--- Extrait du texte ---

_ _ _ _

Pour parodier Brutal Truth, les disques ultimes réclament des chroniques ultimes. De fait, ouvrons la boîte aux superlatifs et extirpons-en les plus massifs.
Un nom explicite, signifiant bien que le contenu sera difficile à avaler. Une pochette choquante, malsaine, dérangeante. Une musique barbare qui, plus d’une décade après son enregistrement, reste toujours aussi dévastatrice. Souvent, les genres extrêmes perdent de leur saveur avec le temps. C’est ce que notait au débotté Jean Xulembourg à l’écoute de Rio grande blood, des thrasheurs digitalisés Ministry. Comme on trouve toujours plus vulgaire / sexy / meilleur cycliste que soi, on rencontre évidemment toujours plus violent. En l’occurrence, nous n’avons pas rencontré, et Hardcore electronic techno n’a pas pris une ride.
Dans les années 80, les français de Morsüre avait trouvé le concept pour jouer plus vite que tous leurs concurrents : bloquer leur boîte à rythmes à fond. De nos jours, Mortician procède à peu près de même pour un résultat identique : ultracore. Brutalité, violence, démence. Le disque s’ouvre sur le sample d’un humain imitant un cheval (Noizecreator) et se conclue sur un écho éprouvant. Entre-temps, on aura été malmené au gré de 22 pans de pure dinguerie dont les tempi dépassent allégrement l’acceptable. On y rencontre dans ce mix des gens aussi dérangés que DJ Smurf (méchant Cockrot), notre ami italien Destroyer, plusieurs fois Noizecreator, et des bizarres tels Christ of Noize & D. Lagon (Loud bastard – ahahah !), Amiga Shock (grand grand Mass appel Madness – Napalm Death style) ou Burning Lazy Persons. Que dire sur cet assemblage ? Nous pourrions le dépeindre des pages durant si 1. nous n’étions pas assez sot pour deviner que vous vous en fichez complètement 2. d’autres ne l’avaient fait bien mieux que nous.

_ _ _ _

--- Données enregistrées ---
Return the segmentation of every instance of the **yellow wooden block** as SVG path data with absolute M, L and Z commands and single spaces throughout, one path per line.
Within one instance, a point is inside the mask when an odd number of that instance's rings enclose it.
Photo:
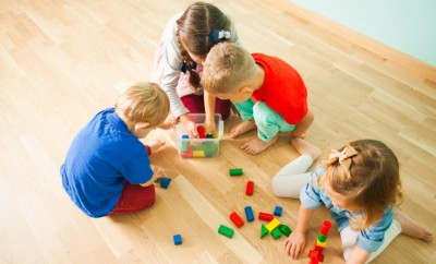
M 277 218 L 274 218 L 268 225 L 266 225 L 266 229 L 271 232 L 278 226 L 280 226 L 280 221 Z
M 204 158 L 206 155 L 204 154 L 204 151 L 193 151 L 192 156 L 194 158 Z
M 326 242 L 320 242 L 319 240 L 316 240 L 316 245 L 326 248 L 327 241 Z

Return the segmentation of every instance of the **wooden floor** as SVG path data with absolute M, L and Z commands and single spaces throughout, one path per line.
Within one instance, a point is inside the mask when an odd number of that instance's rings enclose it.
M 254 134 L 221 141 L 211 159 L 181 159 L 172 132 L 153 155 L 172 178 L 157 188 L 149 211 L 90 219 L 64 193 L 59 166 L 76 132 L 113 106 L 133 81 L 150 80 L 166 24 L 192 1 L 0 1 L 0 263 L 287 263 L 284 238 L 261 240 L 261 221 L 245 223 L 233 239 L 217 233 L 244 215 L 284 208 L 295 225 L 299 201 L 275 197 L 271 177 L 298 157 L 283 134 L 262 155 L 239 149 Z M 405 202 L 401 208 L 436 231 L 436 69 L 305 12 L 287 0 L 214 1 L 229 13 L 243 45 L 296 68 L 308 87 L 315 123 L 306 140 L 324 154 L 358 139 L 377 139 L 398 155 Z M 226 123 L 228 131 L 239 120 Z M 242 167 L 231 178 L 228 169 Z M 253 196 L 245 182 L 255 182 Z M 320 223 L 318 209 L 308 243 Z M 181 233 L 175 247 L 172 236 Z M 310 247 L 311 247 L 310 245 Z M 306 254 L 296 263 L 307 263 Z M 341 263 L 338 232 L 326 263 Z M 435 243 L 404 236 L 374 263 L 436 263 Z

_ _ _ _

--- Tâches à réaliser ---
1: D'après la chronique de Hardcore electronic techno, sur quel sample le disque s'ouvre-t-il ?
2: Rédigez la suite de la chronique de Hardcore electronic techno, en reprenant juste après sa dernière phrase.
Les items n'ont aucun rôle à jouer ici.

--- Résultats par tâche ---
1: Il s'ouvre sur le sample d'un humain imitant un cheval (Noizecreator).

2:
Entrons plutôt dans mécanique de la haine. Si d’aventure vous vous risquez sur ces pistes barbelées, vous y apprendrez comment tourner en ridicule et en musique ceux qui vous déplaisent. Nazenbluten procède de la sorte sur No soul guaranted, balançant des rires déments à la suite d’extraits, distordus, de chansons signées James Brown (le pauvre). UK Skull Fuck met la moquerie en branle sur La haine, soulignant chaque extrait polémique de roulements saturés forcenés. Sont ainsi copieusement conspués Johnny Cash (enfin, lui ou un de ses sbires déclarant ne pas fumer de marijuana) ou Edith Piaf (qui ne regrette rien). Attaquer les symboles et ne pas tirer sur les ambulances, on aime ça nous, à (Presque) Fameux. Bien sûr, comme nous sommes en France, tout se termine en chanson, en l’occurrence sur un sample hip hop où tourne la phrase Nique la police. La haine. Plus qu’une chanson, plus qu’un disque, un état d’esprit, une ambition.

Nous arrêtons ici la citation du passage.